Copy out all the entries word for word.

┄┄┄┄┄┄

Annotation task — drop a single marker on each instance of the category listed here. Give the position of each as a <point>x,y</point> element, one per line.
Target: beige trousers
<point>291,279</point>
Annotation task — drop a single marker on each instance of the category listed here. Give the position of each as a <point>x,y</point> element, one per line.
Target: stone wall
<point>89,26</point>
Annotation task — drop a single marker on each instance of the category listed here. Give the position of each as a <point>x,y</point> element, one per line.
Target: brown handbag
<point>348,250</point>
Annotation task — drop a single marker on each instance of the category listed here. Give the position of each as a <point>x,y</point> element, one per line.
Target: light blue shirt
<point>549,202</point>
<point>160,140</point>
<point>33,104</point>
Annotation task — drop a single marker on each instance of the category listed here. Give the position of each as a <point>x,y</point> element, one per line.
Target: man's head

┄┄┄┄┄┄

Result:
Annotation task — drop a single marker on each instance of the category listed here. Give the position of each as a <point>x,y</point> element, one per line.
Target: beige trousers
<point>291,279</point>
Annotation task — drop a single marker on each instance of the category listed here. Give the position of each as a <point>x,y</point> element, one per line.
Target: stone wall
<point>89,26</point>
Annotation task — drop a single marker on each instance of the category listed here. Give the position of each as a <point>x,y</point> element, one per line.
Target: brown handbag
<point>348,250</point>
Annotation task — drop a single marker on each instance of the category listed here. Give the position of each as a <point>x,y</point> element, one per line.
Target: light blue shirt
<point>549,202</point>
<point>160,140</point>
<point>33,104</point>
Annotation task — drop a single marker on each instance of the category listed here. Give the position of each as a <point>x,y</point> element, one per line.
Target: man's head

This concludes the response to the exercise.